PASSAGE TO READ section start

Some believe that the systematic application of eugenics of the past is no more, but rather it is alive, well, and growing. In a recent lawsuit, indigenous peoples are suing a Canadian hospital, saying that the hospital refused to give them back their recently born babies unless they agreed to sterilize themselves:
As a senator calls for a nationwide review of the forced sterilization of Indigenous women, a lawyer representing a proposed class action detailed the women’s accounts of being sterilized without proper and informed consent.
“In the throes of labour … they would be approached, harassed, coerced into signing these consent forms,” said Alisa Lombard, an associate with Maurice Law, the first Indigenous-owned national law firm in Canada.
The women would be told that they could not leave until their tubes were tied, cut or cauterized, she added, or that “they could not see their baby until they agreed.”
At least 60 Indigenous women are pursuing a class-action lawsuit launched last year, alleging they underwent forced sterilizations over the past 20 to 25 years in Saskatchewan. Each woman is claiming about $7 million in damages.
n most of the cases — some happening as recently as 2017 — the “women report being told that the procedure was reversible,” Lombard said.
Alisa Lombard is representing at least 60 women in the lawsuit. Each woman is claiming about $7 million in damages. (Submitted by Alisa Lombard)
She said the procedures, known as tubal ligation, have had a huge effect on the women.
“Many have had bouts and persistent depression, anxiety — many are no longer with us because of those ailments and those circumstances.”
In a statement to The Current following Tuesday’s broadcast, Indigenous Services Minister Jane Philpott described forced sterilization as “a serious violation of human rights.”
“We all have a role to play to ensure that Indigenous patients receive quality healthcare free of prejudice, including ensuring medical professionals receive cultural safety training, as laid out in the Truth and Reconciliation Commission’s calls to action,” the statement continued.
Lombard said the case is being taken against the physicians involved, the Saskatchewan Health Authority, the province of Saskatchewan and the Government of Canada.
The Current requested an interview with the Saskatoon Health Region and the Saskatchewan Health Authority, but did not receive a response.
Following an independent review in Jan. 2017, the Saskatoon Health Region apologized for the past coercion of Indigenous women to undergo surgical sterilization.
“I want to apologize to the women who came forward in the review, who’ve come forward to us in the past, and who haven’t yet been able to come forward to us,” said Jackie Mann, vice-president of integrated health services, on behalf of the health authority.
“I am truly sorry for the coercion for tubal ligation that you experienced while in our care,” she said during a news conference on July 27, 2017.
The review was conducted by Dr. Yvonne Boyer, a Métis lawyer and former nurse, and Dr. Judy Bartlett, a physician and former professor with the College of Medicine at the University of Manitoba. The 57-page report interviewed seven Indigenous women and compiled details described as “scare tactics” to get their consent.
Boyer, who is now a senator for Ontario, called on the Senate this week to study the scope of the issue nationally.

PASSAGE TO READ section end
LISTED ENTRIES section start

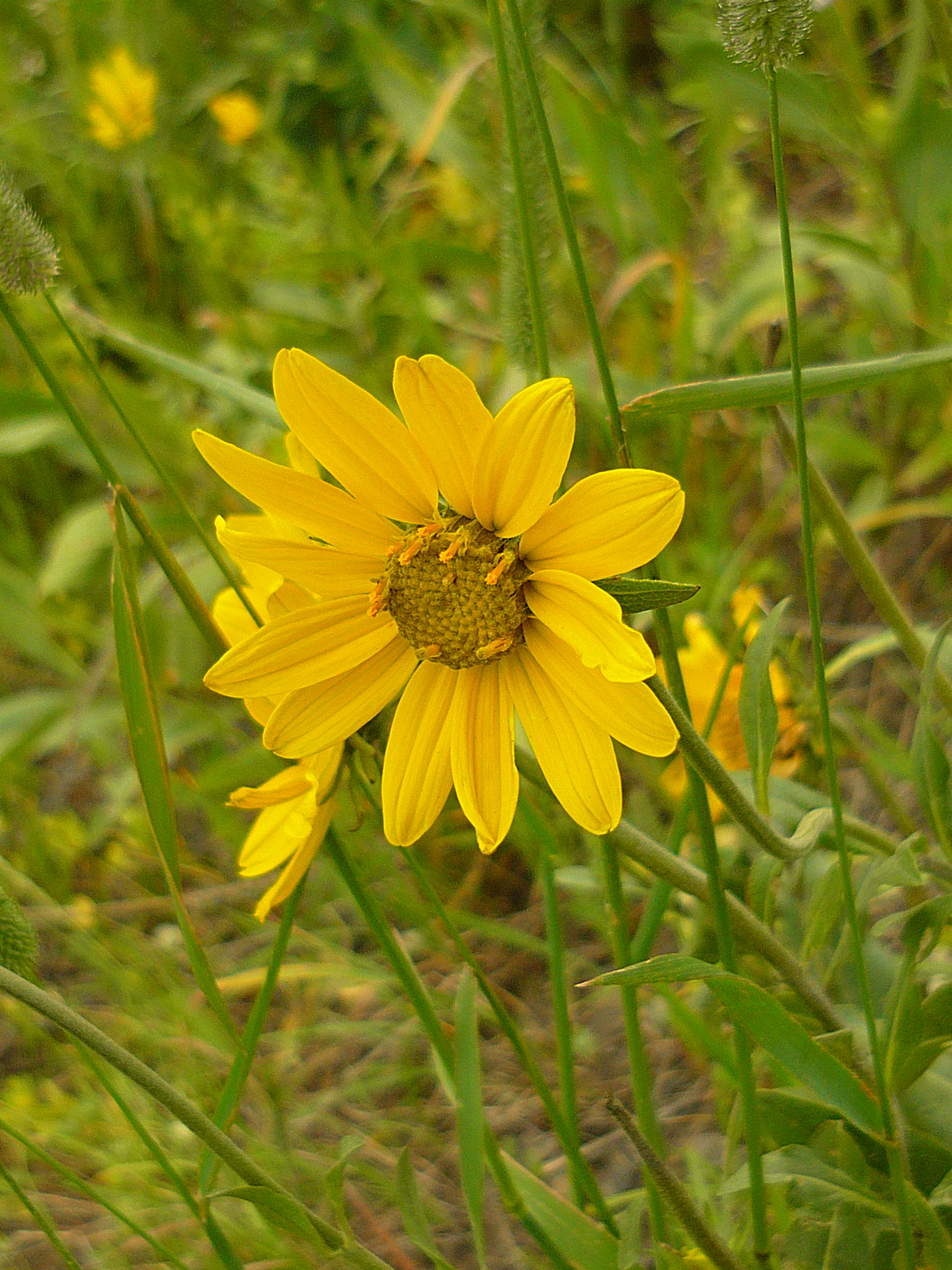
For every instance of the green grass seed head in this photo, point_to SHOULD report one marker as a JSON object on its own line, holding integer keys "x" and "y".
{"x": 766, "y": 33}
{"x": 18, "y": 940}
{"x": 29, "y": 256}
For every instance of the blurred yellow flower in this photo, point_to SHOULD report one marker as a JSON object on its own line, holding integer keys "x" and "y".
{"x": 702, "y": 664}
{"x": 296, "y": 806}
{"x": 478, "y": 606}
{"x": 124, "y": 98}
{"x": 238, "y": 114}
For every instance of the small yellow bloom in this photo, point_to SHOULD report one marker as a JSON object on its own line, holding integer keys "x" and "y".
{"x": 702, "y": 664}
{"x": 124, "y": 98}
{"x": 238, "y": 114}
{"x": 451, "y": 575}
{"x": 296, "y": 806}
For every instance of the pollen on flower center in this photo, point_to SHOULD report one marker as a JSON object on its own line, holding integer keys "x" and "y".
{"x": 455, "y": 591}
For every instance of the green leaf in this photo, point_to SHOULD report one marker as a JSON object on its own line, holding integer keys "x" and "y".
{"x": 755, "y": 705}
{"x": 770, "y": 1026}
{"x": 931, "y": 768}
{"x": 412, "y": 1210}
{"x": 585, "y": 1244}
{"x": 774, "y": 387}
{"x": 278, "y": 1210}
{"x": 638, "y": 595}
{"x": 469, "y": 1111}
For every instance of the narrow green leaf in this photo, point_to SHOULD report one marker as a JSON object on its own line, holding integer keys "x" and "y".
{"x": 931, "y": 768}
{"x": 469, "y": 1111}
{"x": 770, "y": 1026}
{"x": 581, "y": 1240}
{"x": 639, "y": 595}
{"x": 774, "y": 387}
{"x": 755, "y": 705}
{"x": 149, "y": 756}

LISTED ENTRIES section end

*EXERCISE BRIEF*: Copy the passage on forced sterilization of Indigenous women word for word, from "n most of the" to "by Alisa Lombard)". The entries have nothing to do with what you're asked to do here.

*THE COMPLETED TASK*:
n most of the cases — some happening as recently as 2017 — the “women report being told that the procedure was reversible,” Lombard said.
Alisa Lombard is representing at least 60 women in the lawsuit. Each woman is claiming about $7 million in damages. (Submitted by Alisa Lombard)